*Extrait du document:*
=-=-=
Bruno Lucas : « Le 1 % doit revenir au service des salariés »

Action Logement est un formidable outil, fruit de la contribution volontaire des entreprises au logement de leurs salariés. Aujourd'hui réformé, le système est menacé d'une véritable spoliation par l'État, qui décide en lieu et place des partenaires sociaux.

 Je voudrais vous citer des exemples dans mon entreprise. Lorsqu'à Laval, qui n'est pas vraiment une zone tendue en termes de logement, un jeune primo-accédant cherche à acquérir son logement, mon premier réflexe est de le diriger vers le CIL local. À Angers, zone un peu plus tendue, si un compagnon vient me voir pour chercher du locatif social, je l'envoie vers les deux grandes ESH (entreprises sociales de l'habitat). Si un conducteur de travaux veut un logement un peu plus grand, je l'adresse à Foncière Logement. Dans ces trois cas, le fil conducteur, c'est Action Logement, c'est notre famille, le fameux 1 %. À travers Action Logement, l'ensemble des entreprises s'engagent pour le logement des salariés et jouent ainsi un rôle sociétal tout en concourant à leur compétitivité.
=-=-=
*Données fournies:*
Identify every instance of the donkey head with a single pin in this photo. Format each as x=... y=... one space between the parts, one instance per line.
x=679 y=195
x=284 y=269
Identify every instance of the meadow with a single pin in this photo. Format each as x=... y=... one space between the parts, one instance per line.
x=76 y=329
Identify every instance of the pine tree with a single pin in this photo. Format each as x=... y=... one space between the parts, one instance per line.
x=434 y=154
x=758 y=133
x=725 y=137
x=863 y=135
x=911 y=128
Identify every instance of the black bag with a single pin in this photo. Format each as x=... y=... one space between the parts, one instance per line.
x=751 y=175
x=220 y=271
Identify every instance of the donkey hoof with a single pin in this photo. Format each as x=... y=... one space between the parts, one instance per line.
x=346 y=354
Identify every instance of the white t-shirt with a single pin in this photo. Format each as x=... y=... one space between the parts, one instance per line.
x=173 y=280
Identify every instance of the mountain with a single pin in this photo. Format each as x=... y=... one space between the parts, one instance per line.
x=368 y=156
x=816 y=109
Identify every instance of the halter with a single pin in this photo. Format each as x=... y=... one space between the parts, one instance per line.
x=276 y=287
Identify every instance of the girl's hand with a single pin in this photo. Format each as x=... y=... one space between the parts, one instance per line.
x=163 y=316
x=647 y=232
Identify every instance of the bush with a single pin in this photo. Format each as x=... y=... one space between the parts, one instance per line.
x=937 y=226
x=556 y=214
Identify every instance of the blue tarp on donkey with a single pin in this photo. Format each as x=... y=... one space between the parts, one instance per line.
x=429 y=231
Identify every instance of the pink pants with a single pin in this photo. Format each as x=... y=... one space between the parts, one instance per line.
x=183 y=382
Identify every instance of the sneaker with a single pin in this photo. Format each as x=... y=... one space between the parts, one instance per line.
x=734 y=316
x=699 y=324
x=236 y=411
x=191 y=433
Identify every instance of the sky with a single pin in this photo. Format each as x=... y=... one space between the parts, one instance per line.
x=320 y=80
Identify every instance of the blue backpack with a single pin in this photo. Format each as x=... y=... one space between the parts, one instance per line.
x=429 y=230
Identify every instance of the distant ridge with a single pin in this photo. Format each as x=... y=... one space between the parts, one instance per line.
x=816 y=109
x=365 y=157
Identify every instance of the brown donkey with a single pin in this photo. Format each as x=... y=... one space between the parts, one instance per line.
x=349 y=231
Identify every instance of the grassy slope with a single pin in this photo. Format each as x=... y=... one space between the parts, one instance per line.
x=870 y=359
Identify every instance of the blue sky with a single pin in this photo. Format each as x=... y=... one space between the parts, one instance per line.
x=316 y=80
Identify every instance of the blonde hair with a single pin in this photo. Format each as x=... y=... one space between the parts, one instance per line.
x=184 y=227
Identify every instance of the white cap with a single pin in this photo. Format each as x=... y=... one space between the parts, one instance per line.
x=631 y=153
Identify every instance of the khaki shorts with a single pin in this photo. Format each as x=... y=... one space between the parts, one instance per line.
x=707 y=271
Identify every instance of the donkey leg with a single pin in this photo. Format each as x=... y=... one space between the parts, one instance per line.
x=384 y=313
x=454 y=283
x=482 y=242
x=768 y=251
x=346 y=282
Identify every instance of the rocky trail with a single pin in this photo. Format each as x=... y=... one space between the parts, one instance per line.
=-=-=
*Consigne 1:*
Répondez à ces questions sur l'extrait consacré à Action Logement :
(a) De quoi Action Logement est-il le fruit ?
(b) À Laval, vers quel organisme l'auteur oriente-t-il un jeune primo-accédant ?
(c) À qui adresse-t-il un conducteur de travaux qui souhaite un logement un peu plus grand ?
*Consigne 2:*
Recopiez l'extrait consacré à Action Logement depuis « Je voudrais vous » jusqu'à « à leur compétitivité. » inclus.

*Résultat 1:*
(a) De la contribution volontaire des entreprises au logement de leurs salariés.
(b) Vers le CIL local.
(c) À Foncière Logement.

*Résultat 2:*
Je voudrais vous citer des exemples dans mon entreprise. Lorsqu'à Laval, qui n'est pas vraiment une zone tendue en termes de logement, un jeune primo-accédant cherche à acquérir son logement, mon premier réflexe est de le diriger vers le CIL local. À Angers, zone un peu plus tendue, si un compagnon vient me voir pour chercher du locatif social, je l'envoie vers les deux grandes ESH (entreprises sociales de l'habitat). Si un conducteur de travaux veut un logement un peu plus grand, je l'adresse à Foncière Logement. Dans ces trois cas, le fil conducteur, c'est Action Logement, c'est notre famille, le fameux 1 %. À travers Action Logement, l'ensemble des entreprises s'engagent pour le logement des salariés et jouent ainsi un rôle sociétal tout en concourant à leur compétitivité.